> _What the task requires_
Replace each "drop a dot" with "place a marker" throughout the data below, and return every line otherwise unchanged.

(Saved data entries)
┌────────

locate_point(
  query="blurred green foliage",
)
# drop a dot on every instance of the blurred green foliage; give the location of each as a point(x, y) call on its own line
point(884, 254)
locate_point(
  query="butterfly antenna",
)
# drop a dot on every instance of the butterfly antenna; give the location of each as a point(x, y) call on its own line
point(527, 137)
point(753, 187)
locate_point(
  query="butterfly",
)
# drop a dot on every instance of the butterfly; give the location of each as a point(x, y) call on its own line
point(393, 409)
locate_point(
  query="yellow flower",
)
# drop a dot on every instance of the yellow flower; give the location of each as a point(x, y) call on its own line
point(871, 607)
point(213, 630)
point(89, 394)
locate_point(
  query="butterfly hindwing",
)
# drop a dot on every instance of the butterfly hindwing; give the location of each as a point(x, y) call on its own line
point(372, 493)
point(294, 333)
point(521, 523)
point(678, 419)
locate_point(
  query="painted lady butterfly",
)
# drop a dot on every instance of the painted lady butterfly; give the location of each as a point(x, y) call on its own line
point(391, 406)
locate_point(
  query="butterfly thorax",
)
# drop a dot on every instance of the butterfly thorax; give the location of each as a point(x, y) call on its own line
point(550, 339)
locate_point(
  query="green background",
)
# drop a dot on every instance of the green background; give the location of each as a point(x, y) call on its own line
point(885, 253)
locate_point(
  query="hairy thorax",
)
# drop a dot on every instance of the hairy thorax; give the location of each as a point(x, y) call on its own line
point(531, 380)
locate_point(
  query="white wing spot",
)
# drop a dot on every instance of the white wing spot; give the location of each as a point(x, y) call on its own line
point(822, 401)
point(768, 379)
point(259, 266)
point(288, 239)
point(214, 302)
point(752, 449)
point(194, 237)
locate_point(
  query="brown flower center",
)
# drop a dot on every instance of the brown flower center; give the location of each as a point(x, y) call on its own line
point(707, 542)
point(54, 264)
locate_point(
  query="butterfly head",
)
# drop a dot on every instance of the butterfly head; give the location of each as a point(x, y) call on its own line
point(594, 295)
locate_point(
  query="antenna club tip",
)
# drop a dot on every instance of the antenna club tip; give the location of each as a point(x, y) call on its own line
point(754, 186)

└────────

> _Result for this exercise_
locate_point(
  query="blurred green foliage",
)
# place a marker on every instance of the blurred green foliage; give the location of each as a point(x, y) call on its own line
point(884, 254)
locate_point(
  query="butterfly antenna",
)
# place a marker on every instance of the butterfly antenna; give the location of each as a point(x, y) call on its own line
point(527, 137)
point(753, 187)
locate_point(
  query="butterfly",
)
# place a marker on every instance of the butterfly; give the location of each as a point(x, y) call on its own line
point(393, 409)
locate_point(
  query="yellow flower",
)
# place a marker on every instance of the yellow flower; give the location of each as a point(x, y) call on its own line
point(871, 607)
point(213, 630)
point(89, 394)
locate_point(
  query="butterfly hindwing",
)
# place a marker on every instance of the butterfly hindwing; give the location of each as a point(x, y) call on its own line
point(372, 493)
point(294, 333)
point(521, 523)
point(678, 419)
locate_point(
  query="painted lady butterfly",
)
# place a marker on every instance of the painted lady butterfly; give the location of each as a point(x, y) call on its own line
point(391, 406)
locate_point(
  query="butterfly thorax",
)
# place a marker on every instance of the butterfly thorax; give the location of each as a point(x, y) call on its own line
point(550, 339)
locate_point(
  query="green background",
)
# place a marker on every instance of the green background; give the location of each as a point(x, y) call on its own line
point(885, 253)
locate_point(
  query="hairy thorax",
)
# place a marker on every instance of the hairy thorax; give the location of each as a point(x, y) call on its own line
point(531, 380)
locate_point(
  query="white wing spot",
)
# place a marker on every instance of the white wing spot; give the location of each as a point(x, y) call on its own line
point(822, 401)
point(768, 379)
point(259, 266)
point(288, 239)
point(214, 302)
point(752, 449)
point(194, 237)
locate_point(
  query="brown flower center",
)
# place a marker on every instance of the brown flower center; give the location of each as a point(x, y) call on its own line
point(707, 542)
point(54, 264)
locate_point(
  query="butterfly head",
)
# place a marker on every instance of the butterfly head; give the location of each as a point(x, y) call on its own line
point(594, 295)
locate_point(
  query="antenna club tip",
)
# place a marker on every instance of the antenna club tip; give the location of each as a point(x, y) call on its own line
point(754, 186)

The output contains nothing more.